### STATED TASK A
Show every line of the records that contains the word "spider", matching case exactly.
── TEXT PASSAGE ──
My first exposure to violent art is a painting done by Juan Luna called Spoliarium. It's a painting that is shown to each and every young Filipino student, even in his tenderest years. It depicts a scene in a Roman gladiator coliseum, where dead gladiators are being dragged by other men. It's not necessarily a realistic portrait; the bodies are not proportionate nor are their formations in possible arrange. It's an exaggeration that only meats out the hideous twists and grotesqueness of the situation. Above what's literally seen in the portrait is a nationalistic ache, a courageous exposé of the collective experience in the Philippines. That is art --- violent yet beneath such violence, is a passion, a history, a resonating and clear message.
───
### STATED TASK B
Answer these questions from the passage on the painting Spoliarium:
(i) Who painted Spoliarium?
(ii) Where is the scene in the painting set?
(iii) What lies above what is literally seen in the portrait?
── DATA IN THIS EXERCISE ──
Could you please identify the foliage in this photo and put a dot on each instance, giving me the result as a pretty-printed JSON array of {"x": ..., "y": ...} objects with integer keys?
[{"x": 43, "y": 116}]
───
── DATA IN THIS EXERCISE ──
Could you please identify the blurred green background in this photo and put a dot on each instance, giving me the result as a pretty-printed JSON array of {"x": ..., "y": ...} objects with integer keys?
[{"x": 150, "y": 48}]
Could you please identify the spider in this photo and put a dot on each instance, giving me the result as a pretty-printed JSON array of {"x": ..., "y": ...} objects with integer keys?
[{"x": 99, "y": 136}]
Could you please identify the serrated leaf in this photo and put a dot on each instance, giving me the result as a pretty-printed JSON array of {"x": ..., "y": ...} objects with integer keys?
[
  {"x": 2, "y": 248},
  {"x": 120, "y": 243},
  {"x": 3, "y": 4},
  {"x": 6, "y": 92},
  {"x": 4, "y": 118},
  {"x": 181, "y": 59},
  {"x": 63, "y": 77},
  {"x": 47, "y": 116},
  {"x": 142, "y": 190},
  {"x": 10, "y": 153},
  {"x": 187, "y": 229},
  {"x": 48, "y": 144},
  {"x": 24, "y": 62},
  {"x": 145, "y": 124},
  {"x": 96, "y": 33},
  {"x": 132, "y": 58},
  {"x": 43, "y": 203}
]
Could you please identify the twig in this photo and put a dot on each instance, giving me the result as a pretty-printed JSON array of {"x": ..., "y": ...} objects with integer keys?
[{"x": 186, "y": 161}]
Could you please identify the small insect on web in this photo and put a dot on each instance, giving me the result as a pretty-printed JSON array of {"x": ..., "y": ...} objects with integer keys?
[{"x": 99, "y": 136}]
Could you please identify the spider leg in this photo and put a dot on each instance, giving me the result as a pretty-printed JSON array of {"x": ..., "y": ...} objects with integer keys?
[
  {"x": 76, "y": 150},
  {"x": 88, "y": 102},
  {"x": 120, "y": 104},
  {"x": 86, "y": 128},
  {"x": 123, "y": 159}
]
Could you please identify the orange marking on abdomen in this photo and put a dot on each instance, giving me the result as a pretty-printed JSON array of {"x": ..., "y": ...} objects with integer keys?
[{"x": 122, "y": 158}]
───
### FULL ANSWER A
Could you please identify the spider in this photo and put a dot on each instance, giving me the result as a pretty-printed JSON array of {"x": ..., "y": ...} objects with integer keys?
Could you please identify the spider leg in this photo and put a dot on each instance, giving me the result as a pretty-printed JSON array of {"x": ..., "y": ...} objects with integer keys?

### FULL ANSWER B
(i) Juan Luna.
(ii) In a Roman gladiator coliseum.
(iii) A nationalistic ache, a courageous exposé of the collective experience in the Philippines.